*** Opening TASK INPUT ***

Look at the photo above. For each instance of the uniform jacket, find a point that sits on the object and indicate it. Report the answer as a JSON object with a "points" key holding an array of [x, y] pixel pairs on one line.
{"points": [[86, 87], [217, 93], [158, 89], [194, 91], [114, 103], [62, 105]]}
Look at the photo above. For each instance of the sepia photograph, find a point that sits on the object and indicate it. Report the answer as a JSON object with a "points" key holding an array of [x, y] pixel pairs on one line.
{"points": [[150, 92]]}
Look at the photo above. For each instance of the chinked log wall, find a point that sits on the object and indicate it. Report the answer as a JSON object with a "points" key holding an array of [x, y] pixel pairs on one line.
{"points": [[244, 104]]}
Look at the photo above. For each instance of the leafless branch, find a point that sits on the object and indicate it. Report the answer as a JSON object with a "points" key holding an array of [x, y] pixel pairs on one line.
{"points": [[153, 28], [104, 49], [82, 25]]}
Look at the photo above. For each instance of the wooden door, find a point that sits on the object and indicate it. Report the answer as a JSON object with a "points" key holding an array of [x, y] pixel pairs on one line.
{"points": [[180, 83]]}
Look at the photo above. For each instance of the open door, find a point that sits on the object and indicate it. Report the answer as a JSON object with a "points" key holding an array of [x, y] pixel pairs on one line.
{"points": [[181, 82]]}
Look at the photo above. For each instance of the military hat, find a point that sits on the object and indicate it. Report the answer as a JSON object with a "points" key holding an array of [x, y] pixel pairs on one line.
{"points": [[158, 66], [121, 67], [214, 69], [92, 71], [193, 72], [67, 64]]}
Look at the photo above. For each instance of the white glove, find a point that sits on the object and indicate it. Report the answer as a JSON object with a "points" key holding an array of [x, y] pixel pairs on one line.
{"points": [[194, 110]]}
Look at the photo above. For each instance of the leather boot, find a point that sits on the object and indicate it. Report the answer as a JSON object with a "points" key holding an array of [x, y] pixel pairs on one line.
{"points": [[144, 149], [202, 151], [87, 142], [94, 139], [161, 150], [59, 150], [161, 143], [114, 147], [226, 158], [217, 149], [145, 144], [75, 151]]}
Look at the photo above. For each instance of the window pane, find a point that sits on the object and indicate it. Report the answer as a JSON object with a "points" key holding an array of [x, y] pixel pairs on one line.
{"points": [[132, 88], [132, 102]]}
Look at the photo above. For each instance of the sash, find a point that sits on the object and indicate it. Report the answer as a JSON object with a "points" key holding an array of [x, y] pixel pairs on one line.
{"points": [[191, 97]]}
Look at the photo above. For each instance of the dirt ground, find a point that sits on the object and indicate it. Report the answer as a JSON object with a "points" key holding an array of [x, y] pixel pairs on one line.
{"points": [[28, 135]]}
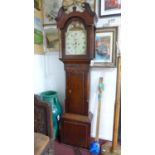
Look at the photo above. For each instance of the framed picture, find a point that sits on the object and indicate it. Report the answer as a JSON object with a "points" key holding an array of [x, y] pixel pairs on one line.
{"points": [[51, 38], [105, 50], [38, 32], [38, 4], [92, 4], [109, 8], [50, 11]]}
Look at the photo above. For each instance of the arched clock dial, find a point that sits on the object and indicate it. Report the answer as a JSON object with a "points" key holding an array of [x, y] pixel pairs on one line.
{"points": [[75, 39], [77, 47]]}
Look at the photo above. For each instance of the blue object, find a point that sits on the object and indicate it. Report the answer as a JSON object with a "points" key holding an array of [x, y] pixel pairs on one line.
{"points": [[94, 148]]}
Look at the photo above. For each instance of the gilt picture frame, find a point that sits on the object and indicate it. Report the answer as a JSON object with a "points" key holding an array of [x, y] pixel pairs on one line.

*** Closing TASK INPUT ***

An unaltered copy of the material, without images, should be set down.

SOLUTION TO THE PROBLEM:
Look at the photo above. For each instance of the uniform jacket, find a point that sits on the object and indicate it. Report the answer as a JSON object with a "points" key holding an array of [x, y] pixel pairs on one line.
{"points": [[86, 87], [217, 93], [158, 89], [194, 91], [114, 103], [62, 105]]}
Look at the photo above. For each instance of the sepia photograph, find a point that sits on the object and indicate it. Report the answer as a JSON object with a "points" key holding an array of [x, y] pixel pairs on one line.
{"points": [[150, 92]]}
Look at the photo above. For each instance of the chinked log wall, find a point that sits on the object and indicate it. Report the answer as a JSON object with a "points" key holding an array of [x, y] pixel pairs on one line.
{"points": [[244, 104]]}
Look at the photo above. For each instance of the leafless branch, find a point that sits on the object and indicate it. Report the answer as a JSON object with a "points" key holding an array of [x, y] pixel pairs on one line.
{"points": [[153, 28], [104, 49], [82, 25]]}
Look at the photo above. For each instance of the wooden door, find a point that sits on the object and indicate it. Report the answer as a JSON object with a "points" key holding an array of [x, y] pixel pairs on one line.
{"points": [[180, 83]]}
Look at the photo above. For each instance of the open door, find a point that sits on the object and indicate it. Report the answer as a JSON object with a "points" key holding an array of [x, y] pixel pairs on one line.
{"points": [[181, 82]]}
Look at the photo above. For each instance of the military hat, find a point that sits on the object and indicate it. Report the answer as a JSON object with a "points" key holding an array of [x, y] pixel pairs on one line.
{"points": [[158, 66], [121, 67], [214, 69], [92, 71], [193, 72], [67, 64]]}
Look at the photo above. For each instance of the white glove, find a point that sits on the object and indicate it. Report the answer as a JSON object with a "points" key holding an array of [x, y] pixel pairs on one line.
{"points": [[194, 110]]}
Look at the photo above. For each instance of the leather boot, find a point that sits on the object and indicate it. Report the answer as a JSON object with a "points" key holding an array of [x, y] pixel pairs on one line.
{"points": [[144, 149], [202, 151], [87, 142], [94, 139], [161, 150], [59, 150], [161, 143], [114, 147], [226, 158], [217, 149], [145, 144], [75, 151]]}
Look at the photo above. For each instance of the window pane, find a point that sits on the object and indicate it. Report the answer as a JSON object with a "points" key holding an array of [x, y] pixel pairs on one line.
{"points": [[132, 88], [132, 102]]}
Look at the photo above. For each instance of the sash, find a point that sits on the object and indicate it. Report the answer as a JSON object with a "points" key holding an array of [x, y] pixel pairs on one line.
{"points": [[191, 97]]}
Look at the photo above. For each instance of the dirt ground, find a point that sits on the object and indicate it. Report the answer as a JSON object with a "points" key holding an array of [x, y] pixel pairs on one line.
{"points": [[28, 135]]}
Look at the photo above. For each instance of the framed picture, find a point that sits on the object and indicate it. Report the answer as a JSON object with a "points" key holding an array of [x, y] pixel pairs on one line.
{"points": [[51, 38], [105, 50], [38, 32], [38, 4], [92, 4], [109, 8], [50, 11]]}
Look at the photo above. For each instance of the arched clock dial, find a point that sits on the object and indicate it. Report the answer as a JSON object with a "points" key holding an array of [x, y] pixel pairs on one line.
{"points": [[75, 39], [77, 47]]}
Look at the photo above. For each instance of the blue object, find a point that sits on the object and indicate it. Report the answer as a JSON object with a "points" key holding an array of [x, y] pixel pairs on one line.
{"points": [[94, 148]]}
Look at the photo above. For each instance of the gilt picture frame, find a point that sits on the object and indicate it. Report the answer as a JSON object with a "points" key holding an array of [x, y] pixel pairs on one line.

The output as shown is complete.